LISTED ENTRIES:

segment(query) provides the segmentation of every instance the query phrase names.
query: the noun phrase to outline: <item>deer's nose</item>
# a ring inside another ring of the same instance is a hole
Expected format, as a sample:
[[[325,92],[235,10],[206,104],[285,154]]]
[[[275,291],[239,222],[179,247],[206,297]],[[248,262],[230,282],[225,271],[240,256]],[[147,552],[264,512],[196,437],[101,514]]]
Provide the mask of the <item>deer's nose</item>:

WHAT THE EXERCISE ASKS: Everything in the records must be returned exactly.

ANSWER BOX:
segment(query) provides the segmentation of every instance the query phrase names.
query: the noun phrase to outline: <item>deer's nose</item>
# a ring inside another ring of the same instance is a hole
Expected format, as a sample:
[[[325,92],[235,10],[206,104],[285,154]]]
[[[275,291],[239,222],[179,247],[206,297]],[[248,262],[230,282],[225,271],[240,256]],[[147,552],[264,512],[196,437],[101,514]]]
Provide the mask of the <item>deer's nose</item>:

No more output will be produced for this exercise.